» TASK TO CARRY OUT
Each entry below is to be copied out exactly and in full.

[Records from a dataset]
——————————
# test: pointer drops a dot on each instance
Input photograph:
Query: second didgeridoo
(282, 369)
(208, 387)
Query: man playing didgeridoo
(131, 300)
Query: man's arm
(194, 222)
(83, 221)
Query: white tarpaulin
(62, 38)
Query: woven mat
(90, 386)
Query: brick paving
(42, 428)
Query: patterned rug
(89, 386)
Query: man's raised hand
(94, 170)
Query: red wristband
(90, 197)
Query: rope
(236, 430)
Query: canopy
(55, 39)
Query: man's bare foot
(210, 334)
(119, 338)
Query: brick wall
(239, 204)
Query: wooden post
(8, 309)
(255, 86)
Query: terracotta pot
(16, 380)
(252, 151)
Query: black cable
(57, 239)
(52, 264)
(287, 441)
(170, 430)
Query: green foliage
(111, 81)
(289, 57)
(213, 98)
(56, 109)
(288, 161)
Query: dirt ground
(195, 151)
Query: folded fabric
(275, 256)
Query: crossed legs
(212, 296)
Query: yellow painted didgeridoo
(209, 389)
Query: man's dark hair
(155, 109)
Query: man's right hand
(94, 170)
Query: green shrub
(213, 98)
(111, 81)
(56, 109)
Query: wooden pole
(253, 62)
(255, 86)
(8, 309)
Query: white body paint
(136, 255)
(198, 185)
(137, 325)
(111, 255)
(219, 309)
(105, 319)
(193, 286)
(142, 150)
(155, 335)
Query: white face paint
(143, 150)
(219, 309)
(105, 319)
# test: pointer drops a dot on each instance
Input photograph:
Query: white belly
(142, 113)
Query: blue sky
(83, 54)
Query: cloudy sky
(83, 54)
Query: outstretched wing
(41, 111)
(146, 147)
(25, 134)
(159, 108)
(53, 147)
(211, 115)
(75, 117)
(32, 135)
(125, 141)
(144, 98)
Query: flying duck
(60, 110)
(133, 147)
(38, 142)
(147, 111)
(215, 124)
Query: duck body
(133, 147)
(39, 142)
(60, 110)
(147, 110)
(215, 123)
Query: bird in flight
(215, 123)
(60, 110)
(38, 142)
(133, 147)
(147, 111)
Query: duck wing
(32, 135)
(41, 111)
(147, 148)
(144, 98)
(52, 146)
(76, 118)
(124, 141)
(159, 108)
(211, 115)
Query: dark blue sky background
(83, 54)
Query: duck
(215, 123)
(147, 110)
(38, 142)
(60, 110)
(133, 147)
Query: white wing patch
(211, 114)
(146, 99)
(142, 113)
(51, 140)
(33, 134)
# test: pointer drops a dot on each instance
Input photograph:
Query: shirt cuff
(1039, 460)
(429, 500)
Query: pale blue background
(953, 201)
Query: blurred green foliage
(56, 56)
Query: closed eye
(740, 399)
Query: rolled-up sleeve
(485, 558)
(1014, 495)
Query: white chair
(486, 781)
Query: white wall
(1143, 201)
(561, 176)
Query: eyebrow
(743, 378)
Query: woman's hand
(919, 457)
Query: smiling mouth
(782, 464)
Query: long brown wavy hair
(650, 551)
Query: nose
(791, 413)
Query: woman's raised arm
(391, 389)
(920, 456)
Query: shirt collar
——————————
» EXERCISE SOLUTION
# test: pointer drops a dot on each instance
Input photograph:
Query: second didgeridoo
(282, 369)
(208, 387)
Query: man playing didgeridoo
(131, 300)
Query: man's arm
(194, 222)
(83, 221)
Query: white tarpaulin
(62, 38)
Query: woven mat
(90, 386)
Query: brick paving
(42, 428)
Query: patterned rug
(89, 386)
Query: man's raised hand
(94, 170)
Query: red wristband
(90, 197)
Query: rope
(236, 430)
Query: canopy
(55, 39)
Query: man's bare foot
(210, 334)
(119, 338)
Query: brick wall
(239, 204)
Query: wooden post
(8, 309)
(255, 86)
Query: terracotta pot
(16, 380)
(252, 151)
Query: black cable
(57, 239)
(52, 264)
(287, 441)
(170, 430)
Query: green foliage
(111, 81)
(289, 57)
(213, 98)
(56, 109)
(288, 161)
Query: dirt ground
(195, 151)
Query: folded fabric
(275, 256)
Query: crossed legs
(212, 296)
Query: yellow painted didgeridoo
(209, 389)
Query: man's dark hair
(155, 109)
Query: man's right hand
(94, 170)
Query: green shrub
(213, 98)
(111, 81)
(56, 109)
Query: wooden pole
(253, 62)
(255, 86)
(8, 309)
Query: white body paint
(136, 255)
(198, 185)
(137, 325)
(111, 255)
(219, 309)
(105, 319)
(193, 286)
(142, 150)
(155, 335)
Query: white face paint
(143, 150)
(219, 309)
(105, 319)
# test: pointer drops a dot on each instance
Input photograph:
Query: white belly
(142, 113)
Query: blue sky
(83, 54)
Query: cloudy sky
(83, 54)
Query: outstretched wing
(41, 111)
(146, 147)
(25, 134)
(159, 108)
(53, 147)
(211, 115)
(75, 117)
(32, 135)
(125, 141)
(144, 98)
Query: flying duck
(60, 110)
(133, 147)
(38, 142)
(147, 111)
(215, 124)
Query: duck body
(133, 147)
(39, 142)
(60, 110)
(147, 110)
(215, 123)
Query: bird in flight
(215, 123)
(60, 110)
(38, 142)
(133, 147)
(147, 111)
Query: duck wing
(32, 135)
(41, 111)
(147, 148)
(144, 98)
(52, 146)
(76, 118)
(124, 141)
(159, 108)
(211, 115)
Query: dark blue sky background
(83, 54)
Query: duck
(215, 123)
(147, 110)
(38, 142)
(60, 110)
(133, 147)
Query: white wing patch
(211, 114)
(146, 99)
(142, 113)
(51, 140)
(33, 134)
# test: pointer drops a dot on each instance
Input photograph:
Query: shirt cuff
(1039, 460)
(429, 500)
Query: pale blue background
(953, 201)
Query: blurred green foliage
(56, 56)
Query: closed eye
(740, 399)
Query: rolled-up sleeve
(485, 558)
(1014, 495)
Query: white chair
(486, 781)
Query: white wall
(1143, 201)
(561, 176)
Query: eyebrow
(743, 378)
Query: woman's hand
(919, 457)
Query: smiling mouth
(782, 464)
Query: long brown wavy hair
(650, 551)
Query: nose
(791, 413)
Query: woman's raised arm
(391, 389)
(920, 456)
Query: shirt collar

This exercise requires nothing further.